REQUIREMENT 1: According to the No. 243 Squadron history, who commanded the squadron for the rest of the Tunisian campaign?
REQUIREMENT 2: Reproduce the passage of the No. 243 Squadron history starting with "On 12 March" and going on through "20 January 1942.".
REQUIREMENT 3: Take the No. 243 Squadron history further, writing on from its final sentence.

Start of SOURCE DOCUMENT

On 12 March 1941, No. 243 reformed at Kallang as a fighter squadron for the defence of Singapore. The shortcomings of its Brewster Buffaloes were soon apparent and when Japanese fighters came within range, the squadron suffered heavy losses and by the end of January 1942 was operating its surviving aircraft as part of a mixed force, the other Buffalo squadrons being in a similar state. Its identity was gradually lost to the evacuation of redundant personnel and by the time all fighters were withdrawn from the Singapore airfields, it no longer existed as a unit, having been disbanded on 20 January 1942.

On 1 June 1942, No. 243 reformed at Outston, taking over 242 Squadron's Supermarine Spitfires and became operational on the 12th. After defensive duties, it turned its aircraft over to 232 Squadron at the end of September and in November sailed for North Africa, where it became operational again with Spitfires in Algeria in January 1943. Commanded by Squadron Leader James Walker, for the rest of the Tunisian campaign, the squadron flew sweeps and provided escorts for day bombers attacking enemy bases and transport and in June moved to Malta for similar missions over Sicily. A few days after the Allied landings there, No. 243 moved into the beachhead, repeating this in September after the Salerno landings. In December 1943, it moved to the Levant and after fully converting to Spitfire IXs left for Corsica in April 1944. Escort missions and ground attack sweeps were flown over northern Italy and southern France and cover provided for the Allied landings on the French Riviera in August before the squadron was again disbanded on 31 October 1944.

End of SOURCE DOCUMENT
Start of RECORD EXTRACTS

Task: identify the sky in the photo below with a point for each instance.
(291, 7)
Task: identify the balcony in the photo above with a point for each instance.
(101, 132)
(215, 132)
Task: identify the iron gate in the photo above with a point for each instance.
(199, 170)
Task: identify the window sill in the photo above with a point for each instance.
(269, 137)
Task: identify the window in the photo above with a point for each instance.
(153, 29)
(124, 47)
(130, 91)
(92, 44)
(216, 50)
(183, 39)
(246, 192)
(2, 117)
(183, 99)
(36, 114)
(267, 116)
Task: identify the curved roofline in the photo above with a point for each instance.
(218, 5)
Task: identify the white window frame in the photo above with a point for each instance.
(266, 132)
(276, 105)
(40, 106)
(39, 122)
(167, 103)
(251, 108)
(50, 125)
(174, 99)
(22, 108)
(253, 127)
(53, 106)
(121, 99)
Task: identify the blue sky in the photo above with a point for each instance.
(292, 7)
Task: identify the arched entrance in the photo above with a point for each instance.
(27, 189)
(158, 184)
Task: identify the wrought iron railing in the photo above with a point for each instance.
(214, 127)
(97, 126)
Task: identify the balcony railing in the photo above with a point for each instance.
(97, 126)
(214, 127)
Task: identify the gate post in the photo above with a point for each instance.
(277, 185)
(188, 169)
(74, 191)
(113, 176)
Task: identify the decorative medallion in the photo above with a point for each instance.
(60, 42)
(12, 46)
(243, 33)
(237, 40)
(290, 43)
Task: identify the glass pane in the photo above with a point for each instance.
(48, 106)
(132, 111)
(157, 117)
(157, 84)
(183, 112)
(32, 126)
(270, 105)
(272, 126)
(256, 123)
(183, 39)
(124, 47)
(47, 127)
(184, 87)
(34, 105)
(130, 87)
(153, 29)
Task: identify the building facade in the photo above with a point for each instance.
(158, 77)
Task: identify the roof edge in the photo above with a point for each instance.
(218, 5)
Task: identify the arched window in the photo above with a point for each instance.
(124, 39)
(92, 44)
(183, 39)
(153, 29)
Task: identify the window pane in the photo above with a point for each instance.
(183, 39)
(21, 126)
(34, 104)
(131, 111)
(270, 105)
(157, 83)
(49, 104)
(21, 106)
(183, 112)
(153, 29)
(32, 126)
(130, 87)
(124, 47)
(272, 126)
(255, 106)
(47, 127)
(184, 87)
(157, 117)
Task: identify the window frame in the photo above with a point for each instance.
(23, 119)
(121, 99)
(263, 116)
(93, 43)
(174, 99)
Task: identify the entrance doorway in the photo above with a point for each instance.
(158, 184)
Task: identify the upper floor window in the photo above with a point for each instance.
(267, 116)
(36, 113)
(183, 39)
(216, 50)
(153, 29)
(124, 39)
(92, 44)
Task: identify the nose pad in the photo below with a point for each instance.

End of RECORD EXTRACTS
Start of RECORD EXTRACTS

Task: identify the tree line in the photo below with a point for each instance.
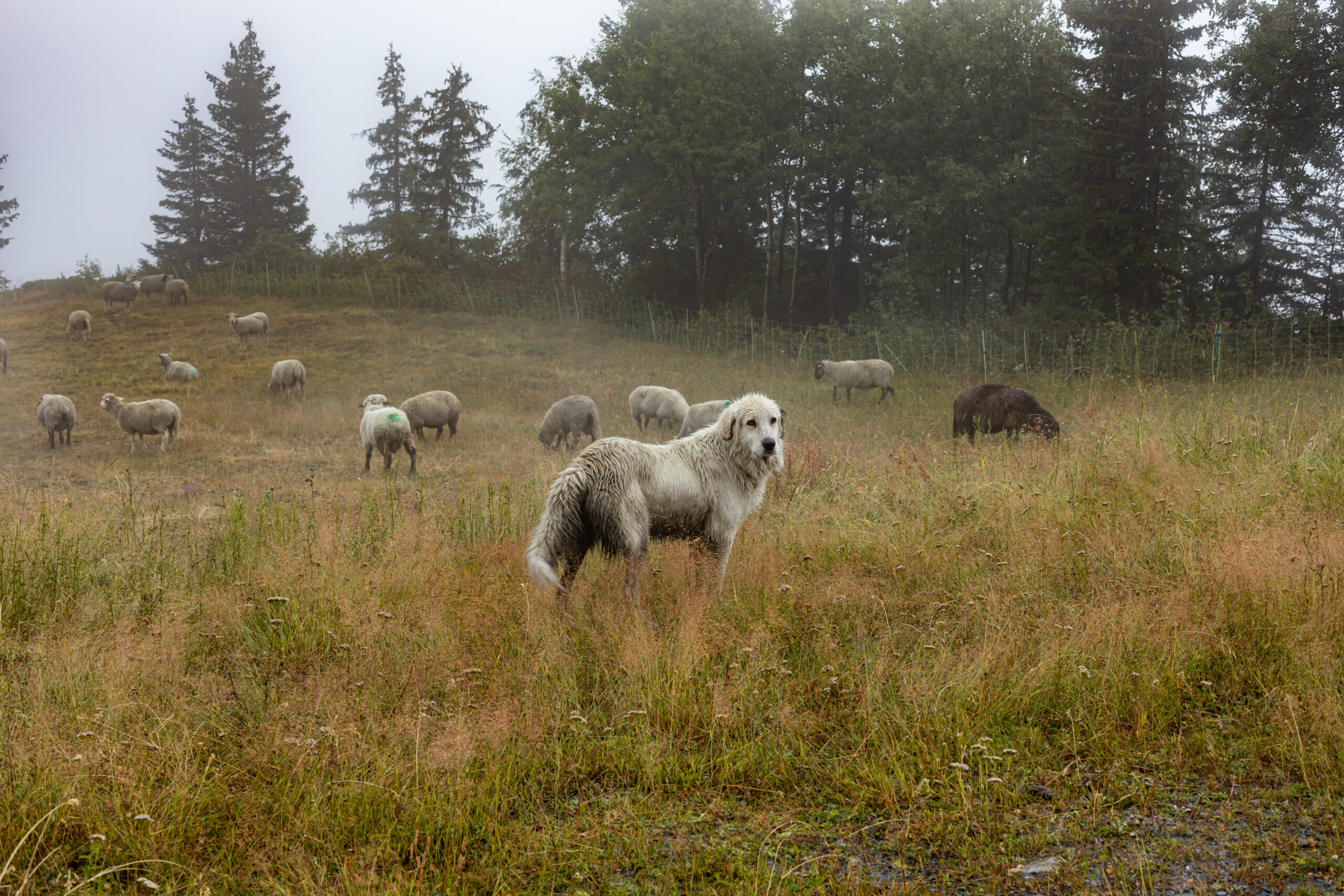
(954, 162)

End of RECORD EXTRACTS
Start of RECORD EXTRACTS

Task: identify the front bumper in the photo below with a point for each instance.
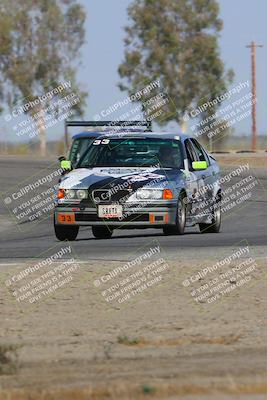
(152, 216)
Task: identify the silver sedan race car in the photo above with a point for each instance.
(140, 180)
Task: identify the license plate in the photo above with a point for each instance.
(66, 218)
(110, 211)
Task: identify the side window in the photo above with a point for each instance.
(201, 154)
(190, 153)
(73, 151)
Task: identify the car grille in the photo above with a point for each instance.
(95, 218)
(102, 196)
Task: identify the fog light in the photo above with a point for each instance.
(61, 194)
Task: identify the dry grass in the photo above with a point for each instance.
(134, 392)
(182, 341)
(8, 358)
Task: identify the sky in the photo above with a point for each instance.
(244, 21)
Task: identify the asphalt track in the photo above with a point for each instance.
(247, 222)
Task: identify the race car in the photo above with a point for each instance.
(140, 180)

End of RECORD EXTRACTS

RESPONSE 1: Squadron Leader James Walker

RESPONSE 2:
On 12 March 1941, No. 243 reformed at Kallang as a fighter squadron for the defence of Singapore. The shortcomings of its Brewster Buffaloes were soon apparent and when Japanese fighters came within range, the squadron suffered heavy losses and by the end of January 1942 was operating its surviving aircraft as part of a mixed force, the other Buffalo squadrons being in a similar state. Its identity was gradually lost to the evacuation of redundant personnel and by the time all fighters were withdrawn from the Singapore airfields, it no longer existed as a unit, having been disbanded on 20 January 1942.

RESPONSE 3:
No. 243 reformed on 15 December 1944 at Morecambe, two days before embarking for Canada where it began training with Dakotas. In January 1945, these began moving across the Pacific to Australia, where it became part of No. 300 Wing and conducted communications flights began between British bases in the South West Pacific area, mainly to British Pacific Fleet bases. By the end of the war the squadron was flying scheduled services and extended these to Hong Kong on its surrender. A large proportion of the squadron personnel was Australian and they were demobilised locally when No. 243 disbanded on 15 April 1946.